[What to work on]
Can you reproduce every one of the entries below word for word?

(Entries for pointing at named objects)

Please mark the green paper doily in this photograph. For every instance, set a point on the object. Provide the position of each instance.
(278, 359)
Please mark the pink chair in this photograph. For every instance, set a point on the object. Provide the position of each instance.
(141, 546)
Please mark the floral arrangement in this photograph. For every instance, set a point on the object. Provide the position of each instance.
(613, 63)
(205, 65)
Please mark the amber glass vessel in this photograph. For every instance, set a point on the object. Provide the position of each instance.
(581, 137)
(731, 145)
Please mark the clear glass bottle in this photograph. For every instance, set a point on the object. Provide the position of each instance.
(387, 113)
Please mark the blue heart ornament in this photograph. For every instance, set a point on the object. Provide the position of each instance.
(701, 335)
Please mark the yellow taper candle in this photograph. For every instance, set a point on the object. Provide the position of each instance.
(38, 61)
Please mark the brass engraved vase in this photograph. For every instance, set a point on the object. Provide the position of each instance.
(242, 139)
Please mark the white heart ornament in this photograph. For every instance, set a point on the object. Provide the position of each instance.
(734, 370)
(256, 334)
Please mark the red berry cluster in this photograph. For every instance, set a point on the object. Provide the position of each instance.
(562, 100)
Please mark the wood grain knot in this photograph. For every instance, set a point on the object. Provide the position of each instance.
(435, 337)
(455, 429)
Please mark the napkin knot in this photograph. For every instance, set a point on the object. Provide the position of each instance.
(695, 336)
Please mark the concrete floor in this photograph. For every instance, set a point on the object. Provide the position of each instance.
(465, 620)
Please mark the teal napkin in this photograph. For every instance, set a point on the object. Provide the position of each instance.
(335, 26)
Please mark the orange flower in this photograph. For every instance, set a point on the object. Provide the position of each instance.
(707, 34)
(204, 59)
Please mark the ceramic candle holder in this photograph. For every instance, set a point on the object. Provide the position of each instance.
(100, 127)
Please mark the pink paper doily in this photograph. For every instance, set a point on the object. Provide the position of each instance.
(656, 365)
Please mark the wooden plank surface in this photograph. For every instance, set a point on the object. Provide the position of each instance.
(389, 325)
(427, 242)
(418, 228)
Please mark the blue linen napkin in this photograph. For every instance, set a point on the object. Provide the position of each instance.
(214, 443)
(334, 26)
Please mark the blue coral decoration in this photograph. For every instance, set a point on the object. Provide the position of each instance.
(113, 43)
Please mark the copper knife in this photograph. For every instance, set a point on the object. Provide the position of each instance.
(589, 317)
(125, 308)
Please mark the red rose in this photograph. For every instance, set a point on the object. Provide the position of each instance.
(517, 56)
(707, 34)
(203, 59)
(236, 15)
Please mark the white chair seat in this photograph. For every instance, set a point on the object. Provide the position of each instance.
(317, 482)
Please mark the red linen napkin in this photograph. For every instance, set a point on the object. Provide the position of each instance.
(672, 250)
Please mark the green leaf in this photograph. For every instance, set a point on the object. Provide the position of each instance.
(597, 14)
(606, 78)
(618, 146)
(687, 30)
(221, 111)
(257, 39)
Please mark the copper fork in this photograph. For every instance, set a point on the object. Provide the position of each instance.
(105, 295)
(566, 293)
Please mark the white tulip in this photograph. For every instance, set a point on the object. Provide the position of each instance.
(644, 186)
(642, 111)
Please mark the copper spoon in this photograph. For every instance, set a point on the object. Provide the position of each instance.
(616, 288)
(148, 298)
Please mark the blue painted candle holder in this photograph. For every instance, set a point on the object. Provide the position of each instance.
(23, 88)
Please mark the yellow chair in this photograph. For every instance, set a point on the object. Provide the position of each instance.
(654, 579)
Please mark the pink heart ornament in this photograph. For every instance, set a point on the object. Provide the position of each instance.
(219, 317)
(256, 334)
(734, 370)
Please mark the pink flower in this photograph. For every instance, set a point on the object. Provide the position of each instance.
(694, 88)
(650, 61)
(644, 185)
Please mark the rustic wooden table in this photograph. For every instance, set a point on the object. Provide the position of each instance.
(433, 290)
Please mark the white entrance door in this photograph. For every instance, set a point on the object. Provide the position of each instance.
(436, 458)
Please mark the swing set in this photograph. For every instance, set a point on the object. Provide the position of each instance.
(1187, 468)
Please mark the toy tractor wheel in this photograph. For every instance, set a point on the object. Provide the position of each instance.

[Result of the exercise]
Please mark the green paper doily in this photograph. For every instance, set a point on the object. Provide the position of each instance.
(278, 359)
Please mark the pink chair in this photograph. For every instance, set a point on the object. Provide the position of each instance.
(141, 546)
Please mark the floral arrangement in this photograph. For every instance, set a point on the object. Provide the position of each instance.
(613, 63)
(205, 65)
Please mark the amber glass vessel in this photograph. For every instance, set a point on the object. Provide the position of each instance.
(581, 137)
(731, 145)
Please mark the clear glass bottle in this photograph. For every instance, set a point on the object. Provide the position of each instance.
(387, 113)
Please mark the blue heart ornament in this photograph. For every instance, set a point on the object. Provide the position of each instance.
(701, 335)
Please mark the yellow taper candle in this photograph. For every instance, set a point on the object. Provide the position of each instance.
(38, 61)
Please mark the brass engraved vase in this photograph. For every instance, set a point on the object. Provide the position of each instance.
(242, 139)
Please mark the white heart ornament in this photograph. For every instance, set a point on the object. Provide the position of each instance.
(734, 370)
(256, 334)
Please mark the red berry cluster in this photograph. For every instance, set a point on the object. Provide the position of each instance.
(562, 100)
Please mark the wood grain knot in this photograph. For every instance, set a point on the object. Provide the position of each instance.
(435, 337)
(455, 429)
Please mark the napkin knot in this photograph. For every instance, set a point on the object. Provide the position of each instance.
(695, 336)
Please mark the concrete floor in this photograph. For every instance, set a point on the object. Provide the position of each instance.
(465, 620)
Please mark the teal napkin in this photograph. For every instance, set a point on the object. Provide the position of each instance.
(335, 26)
Please mark the orange flower in this photograph. For every instance, set a point on the object. Provide the position of each instance.
(707, 34)
(204, 59)
Please mark the ceramic candle holder in this photograph. For every instance, set a point on the object. Provide the position of each instance.
(100, 127)
Please mark the pink paper doily in this photograph. For every instance, set a point on the object. Provide the position of each instance.
(656, 365)
Please mark the wooden plank surface in this photograph. For every instance, set a point on the object. Provide the position of each instance.
(389, 325)
(427, 242)
(418, 228)
Please mark the blue linen napkin in this photograph. For every instance, set a point on the object. Provide the position of each instance.
(214, 443)
(334, 26)
Please mark the blue coral decoration in this photograph. For every instance, set a point on the object. Provide the position of each instance.
(113, 43)
Please mark the copper knife in this photograph. For every instance, set a point on the object. Provide the position of each instance.
(589, 317)
(125, 308)
Please mark the red rose in this photograph. For every instance, set a point on the object. Provide the position of each instance.
(517, 56)
(707, 34)
(203, 59)
(236, 15)
Please mark the white chair seat in this photograph. For every instance, set a point on the object. Provide the position of each instance.
(317, 482)
Please mark the red linen napkin in this photograph. For every instance, set a point on the object. Provide the position of each instance.
(672, 250)
Please mark the green leaf in this photograph. For every instance, set a point on the object. Provide the position of each instance.
(597, 14)
(606, 78)
(618, 146)
(687, 30)
(221, 111)
(257, 39)
Please mark the copper fork in this photograph. For every instance, set a point on the object. Provide the position of each instance.
(105, 295)
(566, 293)
Please mark the white tulip in this photograph. For every instance, set a point on the object. Provide the position of each instance.
(644, 186)
(642, 111)
Please mark the copper spoon in this photograph. For every instance, set a point on the object. Provide the position of each instance.
(616, 288)
(148, 298)
Please mark the blue painted candle holder in this photograph. For every instance, set a point on the object. Provide the position of each instance.
(23, 88)
Please mark the yellow chair in this photograph. For every instance, set a point on the object. Provide the position of each instance.
(654, 579)
Please mark the pink heart ornament in this photograph. For every instance, set a point on the object. Provide the position of each instance.
(219, 317)
(256, 334)
(734, 370)
Please mark the pink flower in this photograph. For every instance, set a point on the object. Provide the position of each instance.
(694, 88)
(650, 61)
(644, 185)
Please mark the rustic wooden table in this photograph. For every instance, set a point on the object. Provide the position of each instance.
(433, 290)
Please mark the white entrance door in this photograph. For every instance, set a point on the object. Provide the position of each instance.
(436, 458)
Please mark the swing set in this photograph. For every instance, set a point on the object. Provide the position of each instance.
(1187, 468)
Please mark the toy tractor wheel in this photograph. For every instance, set a point on the object. Provide the position of each instance.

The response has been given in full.